-------- EXERCISE TEXT --------

Nevertheless, in the event that the cord blood transfusion failed, the infant might become a candidate for bone marrow donation. From the beginning, the HFEA recognised that although it “could not place conditions on a treatment license that would allow them to stop any future bone marrow transplant from taking place…there were procedures designed to protect child bone marrow donors in place already and such a child would enjoy the same protection as any other child…”.28 A child born through tissue typing PGD is no different from any other child in the eyes of the law, and the same rights, responsibilities, and protections apply. Although present UK legislation does not speak explicitly to tissue and organ donation by minors, it is extremely unlikely that a court would approve the harvesting of non‐replaceable organs from a minor29—a restriction on organ procurement common in other European and international policies. Thus, just as no naturally conceived tissue matched child could legally function as a source of spare parts for its sibling, no child intentionally conceived as a tissue match could legally fill such a role.
Psychosocial harms after birth
In addition to fears of actual physical coercion of the future child, critics of tissue typing PGD have also expressed concerns that the future child will experience emotional and psychological harms as a result of being born, even in part, for someone else's benefit. Both the HFE Act,30 and the HFEA Code of Practice,31 reflect this concern about the psychosocial wellbeing of children conceived through assisted reproductive technologies by requiring that practitioners and regulators make an evaluation of the “welfare of the child” before proceeding with treatment. The sources of potential psychological harms are many and include fears that the future child may feel that she is nothing more than a source of spare parts for her sibling,27 may experience feelings of inadequacy if the stem cell transfusion is unsuccessful,32 or may lose some sense of unconditional love from her parents by being born in part to serve an identifiable purpose.33
These remain at best speculative fears because no one knows quite what the psychological effects of having been conceived through tissue typing PGD might be. Tissue typing PGD has only been possible since 2000, meaning that the oldest children born through this procedure have yet to reach adolescence, when children undergo separation individuation—learning to be psychologically independent from family and seeking one's own identity34—which may be more difficult for children conceived, in part, as tissue donors for family members. Psychosocial data from teenaged children conceived through tissue typing PGD are critical to assessing the real harms and benefits of being born in part to serve as a tissue donor. Thus, we should not downplay or ignore fears about the potential psychosocial harms of tissue typing PGD, however speculative; indeed, we should be monitoring their occurrence. This emphasis on further study and monitoring is consistent with the conclusions reached by the HFEA in its 2004 report on tissue typing PGD.15 Lack of conclusive evidence notwithstanding, we should not allow speculative concerns to dictate present policy.

--------

_EXERCISE AIM_. Copy the text on tissue typing PGD word for word, from start to finish.

-------- SUPPLIED RECORDS --------

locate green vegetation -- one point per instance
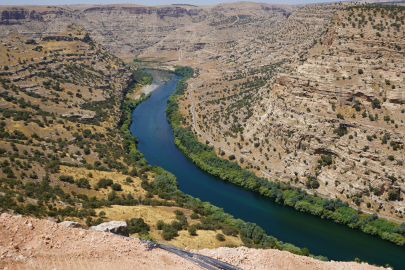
(206, 158)
(186, 72)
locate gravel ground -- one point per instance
(27, 243)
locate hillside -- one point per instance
(329, 118)
(62, 156)
(42, 244)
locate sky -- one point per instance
(146, 2)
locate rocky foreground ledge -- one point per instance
(28, 243)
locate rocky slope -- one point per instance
(333, 92)
(61, 154)
(31, 243)
(127, 29)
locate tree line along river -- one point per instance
(320, 236)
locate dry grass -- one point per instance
(134, 188)
(151, 215)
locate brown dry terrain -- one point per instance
(38, 244)
(276, 83)
(285, 113)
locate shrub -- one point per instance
(192, 230)
(104, 183)
(137, 225)
(116, 187)
(194, 216)
(220, 237)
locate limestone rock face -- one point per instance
(116, 227)
(71, 224)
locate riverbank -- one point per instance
(147, 89)
(40, 242)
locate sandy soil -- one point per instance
(147, 89)
(27, 243)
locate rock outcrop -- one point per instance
(71, 224)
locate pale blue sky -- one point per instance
(144, 2)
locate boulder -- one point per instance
(116, 227)
(71, 224)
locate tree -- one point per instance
(220, 237)
(116, 187)
(376, 103)
(192, 230)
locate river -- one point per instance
(321, 237)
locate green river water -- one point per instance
(321, 237)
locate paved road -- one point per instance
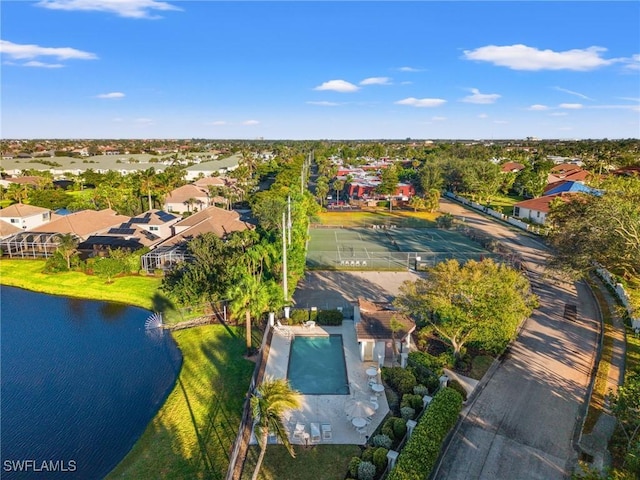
(523, 422)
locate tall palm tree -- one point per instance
(68, 246)
(249, 297)
(271, 400)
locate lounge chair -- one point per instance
(315, 432)
(298, 431)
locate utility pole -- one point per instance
(285, 287)
(289, 221)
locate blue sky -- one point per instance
(319, 70)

--------

_ANSWER SPACE_.
Nevertheless, in the event that the cord blood transfusion failed, the infant might become a candidate for bone marrow donation. From the beginning, the HFEA recognised that although it “could not place conditions on a treatment license that would allow them to stop any future bone marrow transplant from taking place…there were procedures designed to protect child bone marrow donors in place already and such a child would enjoy the same protection as any other child…”.28 A child born through tissue typing PGD is no different from any other child in the eyes of the law, and the same rights, responsibilities, and protections apply. Although present UK legislation does not speak explicitly to tissue and organ donation by minors, it is extremely unlikely that a court would approve the harvesting of non‐replaceable organs from a minor29—a restriction on organ procurement common in other European and international policies. Thus, just as no naturally conceived tissue matched child could legally function as a source of spare parts for its sibling, no child intentionally conceived as a tissue match could legally fill such a role.
Psychosocial harms after birth
In addition to fears of actual physical coercion of the future child, critics of tissue typing PGD have also expressed concerns that the future child will experience emotional and psychological harms as a result of being born, even in part, for someone else's benefit. Both the HFE Act,30 and the HFEA Code of Practice,31 reflect this concern about the psychosocial wellbeing of children conceived through assisted reproductive technologies by requiring that practitioners and regulators make an evaluation of the “welfare of the child” before proceeding with treatment. The sources of potential psychological harms are many and include fears that the future child may feel that she is nothing more than a source of spare parts for her sibling,27 may experience feelings of inadequacy if the stem cell transfusion is unsuccessful,32 or may lose some sense of unconditional love from her parents by being born in part to serve an identifiable purpose.33
These remain at best speculative fears because no one knows quite what the psychological effects of having been conceived through tissue typing PGD might be. Tissue typing PGD has only been possible since 2000, meaning that the oldest children born through this procedure have yet to reach adolescence, when children undergo separation individuation—learning to be psychologically independent from family and seeking one's own identity34—which may be more difficult for children conceived, in part, as tissue donors for family members. Psychosocial data from teenaged children conceived through tissue typing PGD are critical to assessing the real harms and benefits of being born in part to serve as a tissue donor. Thus, we should not downplay or ignore fears about the potential psychosocial harms of tissue typing PGD, however speculative; indeed, we should be monitoring their occurrence. This emphasis on further study and monitoring is consistent with the conclusions reached by the HFEA in its 2004 report on tissue typing PGD.15 Lack of conclusive evidence notwithstanding, we should not allow speculative concerns to dictate present policy.